BEGIN Exercise material
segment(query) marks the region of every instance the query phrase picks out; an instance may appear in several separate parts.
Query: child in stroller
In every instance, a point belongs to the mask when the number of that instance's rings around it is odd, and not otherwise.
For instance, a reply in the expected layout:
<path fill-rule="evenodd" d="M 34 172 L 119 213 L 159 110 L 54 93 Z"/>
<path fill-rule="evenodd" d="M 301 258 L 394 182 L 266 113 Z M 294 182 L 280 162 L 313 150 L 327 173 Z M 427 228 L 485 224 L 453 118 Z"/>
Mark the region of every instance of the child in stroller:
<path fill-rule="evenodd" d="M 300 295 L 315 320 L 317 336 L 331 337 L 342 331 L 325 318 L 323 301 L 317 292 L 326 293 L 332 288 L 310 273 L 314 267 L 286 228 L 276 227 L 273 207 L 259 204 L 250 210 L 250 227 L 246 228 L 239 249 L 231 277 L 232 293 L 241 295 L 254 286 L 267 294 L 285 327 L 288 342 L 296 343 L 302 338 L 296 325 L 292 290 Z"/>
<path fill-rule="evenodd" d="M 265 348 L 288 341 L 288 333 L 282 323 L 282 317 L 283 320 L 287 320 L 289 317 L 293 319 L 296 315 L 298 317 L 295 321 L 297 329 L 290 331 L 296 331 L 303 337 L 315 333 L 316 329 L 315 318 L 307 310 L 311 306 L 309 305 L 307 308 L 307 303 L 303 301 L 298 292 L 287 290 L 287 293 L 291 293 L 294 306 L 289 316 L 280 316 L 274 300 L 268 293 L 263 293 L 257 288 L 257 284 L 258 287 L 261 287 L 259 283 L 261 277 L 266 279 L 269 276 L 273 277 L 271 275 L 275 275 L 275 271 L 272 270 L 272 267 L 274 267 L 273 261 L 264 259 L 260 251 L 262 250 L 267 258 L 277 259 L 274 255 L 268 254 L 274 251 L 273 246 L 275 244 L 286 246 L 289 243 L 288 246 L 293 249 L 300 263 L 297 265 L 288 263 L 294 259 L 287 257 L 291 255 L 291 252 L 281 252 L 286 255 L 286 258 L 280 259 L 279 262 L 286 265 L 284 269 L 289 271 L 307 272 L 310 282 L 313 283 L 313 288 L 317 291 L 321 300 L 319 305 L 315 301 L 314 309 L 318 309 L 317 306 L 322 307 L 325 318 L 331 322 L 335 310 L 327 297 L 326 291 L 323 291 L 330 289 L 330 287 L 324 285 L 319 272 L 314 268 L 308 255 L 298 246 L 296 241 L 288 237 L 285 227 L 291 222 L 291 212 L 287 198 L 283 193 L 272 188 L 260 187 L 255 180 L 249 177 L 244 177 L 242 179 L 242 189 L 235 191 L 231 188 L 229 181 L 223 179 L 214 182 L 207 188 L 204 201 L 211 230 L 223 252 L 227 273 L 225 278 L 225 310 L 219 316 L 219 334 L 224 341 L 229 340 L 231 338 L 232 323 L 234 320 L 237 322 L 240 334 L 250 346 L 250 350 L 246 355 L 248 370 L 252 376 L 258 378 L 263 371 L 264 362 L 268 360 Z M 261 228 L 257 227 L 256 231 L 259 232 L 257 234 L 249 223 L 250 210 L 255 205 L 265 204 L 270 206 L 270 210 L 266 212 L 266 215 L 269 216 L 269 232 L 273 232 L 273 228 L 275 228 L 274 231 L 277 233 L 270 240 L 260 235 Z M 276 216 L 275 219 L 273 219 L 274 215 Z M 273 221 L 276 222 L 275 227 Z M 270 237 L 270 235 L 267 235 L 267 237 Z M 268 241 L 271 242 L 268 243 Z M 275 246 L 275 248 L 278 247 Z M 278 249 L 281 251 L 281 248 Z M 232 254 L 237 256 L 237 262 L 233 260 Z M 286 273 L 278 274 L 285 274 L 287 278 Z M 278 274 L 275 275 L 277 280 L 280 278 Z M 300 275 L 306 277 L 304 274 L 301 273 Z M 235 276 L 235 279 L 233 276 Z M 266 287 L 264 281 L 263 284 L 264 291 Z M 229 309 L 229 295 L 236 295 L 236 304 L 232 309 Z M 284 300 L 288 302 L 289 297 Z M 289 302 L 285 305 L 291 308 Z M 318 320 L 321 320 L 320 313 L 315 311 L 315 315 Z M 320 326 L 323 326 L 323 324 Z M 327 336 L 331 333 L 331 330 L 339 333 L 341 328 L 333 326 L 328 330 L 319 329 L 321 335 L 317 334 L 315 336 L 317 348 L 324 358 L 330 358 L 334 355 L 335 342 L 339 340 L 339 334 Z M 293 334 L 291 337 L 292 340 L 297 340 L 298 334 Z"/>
END Exercise material
## Exercise description
Edit the listing starting at its first line and ending at the line that contains "Mark the region", replacing "stroller" with "pram" and keeping everything else the same.

## Written response
segment(query) marks the region of every instance the query phrase picks out; an instance may appear in several separate parts.
Query: child in pram
In every instance, a point belongs to the mask when the number of that instance's rings around it is odd, and not otherwise.
For instance, a reply in the expected layout:
<path fill-rule="evenodd" d="M 34 172 L 119 213 L 159 110 L 54 93 Z"/>
<path fill-rule="evenodd" d="M 301 258 L 394 182 L 266 113 Z M 294 182 L 280 162 L 313 150 L 327 173 Z M 427 228 L 485 224 L 453 118 Z"/>
Mark the region of every instance of the child in pram:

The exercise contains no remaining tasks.